*Provided records*:

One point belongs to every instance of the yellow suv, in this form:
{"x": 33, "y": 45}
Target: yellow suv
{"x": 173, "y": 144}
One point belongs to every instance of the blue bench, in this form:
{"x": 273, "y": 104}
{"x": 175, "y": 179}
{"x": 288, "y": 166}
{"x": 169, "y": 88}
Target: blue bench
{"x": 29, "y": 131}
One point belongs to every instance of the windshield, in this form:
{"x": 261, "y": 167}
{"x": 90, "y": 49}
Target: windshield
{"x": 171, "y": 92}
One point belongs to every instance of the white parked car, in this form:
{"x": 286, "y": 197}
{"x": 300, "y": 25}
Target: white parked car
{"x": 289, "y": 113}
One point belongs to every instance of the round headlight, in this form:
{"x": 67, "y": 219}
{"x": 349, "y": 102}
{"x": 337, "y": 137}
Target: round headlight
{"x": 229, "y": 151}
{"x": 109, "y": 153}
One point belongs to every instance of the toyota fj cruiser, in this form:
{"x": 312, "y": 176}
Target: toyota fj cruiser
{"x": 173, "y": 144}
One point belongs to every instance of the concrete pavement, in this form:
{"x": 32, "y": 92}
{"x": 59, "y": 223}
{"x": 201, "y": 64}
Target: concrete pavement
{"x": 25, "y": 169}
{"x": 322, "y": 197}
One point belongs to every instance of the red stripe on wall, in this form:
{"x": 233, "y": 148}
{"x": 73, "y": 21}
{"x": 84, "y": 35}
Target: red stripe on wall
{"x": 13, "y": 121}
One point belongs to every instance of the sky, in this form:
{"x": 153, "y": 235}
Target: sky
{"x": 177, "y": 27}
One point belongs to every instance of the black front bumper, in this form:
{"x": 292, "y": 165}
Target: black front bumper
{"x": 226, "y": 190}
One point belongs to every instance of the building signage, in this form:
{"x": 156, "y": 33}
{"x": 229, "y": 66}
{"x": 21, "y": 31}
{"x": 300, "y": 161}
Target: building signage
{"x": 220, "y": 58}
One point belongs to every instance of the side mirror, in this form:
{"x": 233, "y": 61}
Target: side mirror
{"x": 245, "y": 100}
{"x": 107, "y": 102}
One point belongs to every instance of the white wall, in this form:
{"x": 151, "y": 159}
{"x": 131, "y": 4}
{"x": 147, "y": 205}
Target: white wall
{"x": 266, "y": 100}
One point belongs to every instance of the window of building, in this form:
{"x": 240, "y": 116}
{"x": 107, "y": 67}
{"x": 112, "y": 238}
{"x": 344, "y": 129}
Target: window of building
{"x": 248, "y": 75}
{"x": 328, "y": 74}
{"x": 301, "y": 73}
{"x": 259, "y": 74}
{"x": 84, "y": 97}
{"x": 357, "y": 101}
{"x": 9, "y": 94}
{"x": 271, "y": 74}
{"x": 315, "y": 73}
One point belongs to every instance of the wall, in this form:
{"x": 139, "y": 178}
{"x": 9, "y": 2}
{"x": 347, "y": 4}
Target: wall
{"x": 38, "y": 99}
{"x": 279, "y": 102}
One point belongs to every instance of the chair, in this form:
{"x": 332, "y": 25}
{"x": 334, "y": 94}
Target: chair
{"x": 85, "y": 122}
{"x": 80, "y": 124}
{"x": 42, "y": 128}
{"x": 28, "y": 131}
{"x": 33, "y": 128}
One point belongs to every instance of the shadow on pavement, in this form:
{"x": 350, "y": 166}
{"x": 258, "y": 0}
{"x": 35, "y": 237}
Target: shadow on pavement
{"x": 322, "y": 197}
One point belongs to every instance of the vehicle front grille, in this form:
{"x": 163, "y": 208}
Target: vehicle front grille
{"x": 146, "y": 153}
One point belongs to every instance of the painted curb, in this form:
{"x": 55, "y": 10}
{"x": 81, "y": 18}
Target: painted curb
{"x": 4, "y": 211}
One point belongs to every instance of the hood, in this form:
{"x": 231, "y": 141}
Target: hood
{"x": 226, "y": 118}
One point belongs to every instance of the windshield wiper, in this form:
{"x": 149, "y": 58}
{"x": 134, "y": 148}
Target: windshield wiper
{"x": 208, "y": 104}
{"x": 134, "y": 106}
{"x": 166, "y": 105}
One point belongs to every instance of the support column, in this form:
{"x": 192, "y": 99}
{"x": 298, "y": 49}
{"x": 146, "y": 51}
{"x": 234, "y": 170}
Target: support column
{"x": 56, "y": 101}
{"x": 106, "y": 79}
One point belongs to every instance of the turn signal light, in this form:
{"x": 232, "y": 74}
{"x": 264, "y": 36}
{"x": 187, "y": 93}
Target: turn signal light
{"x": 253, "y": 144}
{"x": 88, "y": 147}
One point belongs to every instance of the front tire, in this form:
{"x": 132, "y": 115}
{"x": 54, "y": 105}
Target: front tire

*What to do*: Give the complete listing a second time, exactly as it reads.

*Task response*:
One point belongs to every instance of the yellow suv, in this form:
{"x": 33, "y": 45}
Target: yellow suv
{"x": 173, "y": 144}
One point belongs to every instance of the blue bench, in this form:
{"x": 273, "y": 104}
{"x": 175, "y": 179}
{"x": 288, "y": 166}
{"x": 169, "y": 88}
Target: blue bench
{"x": 29, "y": 131}
One point belongs to every instance of the windshield, in this form:
{"x": 261, "y": 167}
{"x": 90, "y": 49}
Target: windshield
{"x": 171, "y": 92}
One point belongs to every instance of the white parked car, in this form:
{"x": 286, "y": 197}
{"x": 300, "y": 25}
Target: white parked car
{"x": 289, "y": 113}
One point belongs to every instance of the round headlight, in this form:
{"x": 67, "y": 219}
{"x": 349, "y": 102}
{"x": 337, "y": 137}
Target: round headlight
{"x": 229, "y": 151}
{"x": 109, "y": 153}
One point belongs to every instance of the toyota fj cruiser, in this form:
{"x": 312, "y": 176}
Target: toyota fj cruiser
{"x": 173, "y": 144}
One point belongs to every instance of the concrete pavement, in this form:
{"x": 32, "y": 92}
{"x": 59, "y": 223}
{"x": 201, "y": 64}
Target: concrete pavement
{"x": 25, "y": 169}
{"x": 322, "y": 197}
One point belongs to every instance of the red stripe on wall, in this form:
{"x": 233, "y": 148}
{"x": 73, "y": 21}
{"x": 84, "y": 35}
Target: red stripe on wall
{"x": 13, "y": 121}
One point belongs to every instance of the sky, in this form:
{"x": 153, "y": 235}
Target: sky
{"x": 177, "y": 27}
One point belongs to every instance of the black front bumper, in this form:
{"x": 292, "y": 165}
Target: black front bumper
{"x": 226, "y": 190}
One point belongs to every instance of the building signage, in this form:
{"x": 156, "y": 33}
{"x": 229, "y": 66}
{"x": 21, "y": 31}
{"x": 300, "y": 161}
Target: building signage
{"x": 220, "y": 58}
One point belongs to every instance of the side mirror, in this form:
{"x": 233, "y": 61}
Target: side mirror
{"x": 245, "y": 100}
{"x": 107, "y": 102}
One point belongs to every instance of the white wall, in this form:
{"x": 151, "y": 159}
{"x": 131, "y": 4}
{"x": 147, "y": 205}
Target: white wall
{"x": 266, "y": 100}
One point belongs to every instance of the window of building, in this form:
{"x": 240, "y": 116}
{"x": 107, "y": 67}
{"x": 112, "y": 238}
{"x": 344, "y": 129}
Target: window of building
{"x": 248, "y": 75}
{"x": 328, "y": 74}
{"x": 301, "y": 73}
{"x": 259, "y": 74}
{"x": 84, "y": 97}
{"x": 357, "y": 101}
{"x": 9, "y": 94}
{"x": 271, "y": 74}
{"x": 315, "y": 73}
One point belongs to every instance of the wall, in this form:
{"x": 139, "y": 178}
{"x": 9, "y": 2}
{"x": 347, "y": 4}
Target: wall
{"x": 38, "y": 99}
{"x": 279, "y": 102}
One point belongs to every instance of the chair, in this form:
{"x": 332, "y": 25}
{"x": 334, "y": 94}
Target: chair
{"x": 85, "y": 122}
{"x": 80, "y": 124}
{"x": 42, "y": 128}
{"x": 28, "y": 131}
{"x": 33, "y": 128}
One point belongs to every instance of the shadow on pavement, in this form:
{"x": 350, "y": 166}
{"x": 258, "y": 0}
{"x": 35, "y": 237}
Target: shadow on pavement
{"x": 322, "y": 197}
One point belongs to every instance of the vehicle front grille, in this form:
{"x": 163, "y": 208}
Target: vehicle front grille
{"x": 146, "y": 153}
One point belongs to every instance of the painted curb, in this form:
{"x": 55, "y": 10}
{"x": 81, "y": 18}
Target: painted curb
{"x": 4, "y": 211}
One point belongs to every instance of the hood, in this form:
{"x": 231, "y": 141}
Target: hood
{"x": 226, "y": 118}
One point belongs to every instance of the windshield wiper, in this form:
{"x": 149, "y": 58}
{"x": 134, "y": 148}
Target: windshield wiper
{"x": 208, "y": 104}
{"x": 134, "y": 106}
{"x": 166, "y": 105}
One point belongs to every instance of the support column, in this form:
{"x": 192, "y": 99}
{"x": 298, "y": 49}
{"x": 146, "y": 51}
{"x": 234, "y": 170}
Target: support column
{"x": 56, "y": 101}
{"x": 106, "y": 79}
One point belongs to every instance of the turn signal light, in this form:
{"x": 232, "y": 74}
{"x": 264, "y": 36}
{"x": 187, "y": 93}
Target: turn signal light
{"x": 253, "y": 144}
{"x": 88, "y": 147}
One point belongs to every instance of the front tire, in this form:
{"x": 132, "y": 115}
{"x": 54, "y": 105}
Target: front tire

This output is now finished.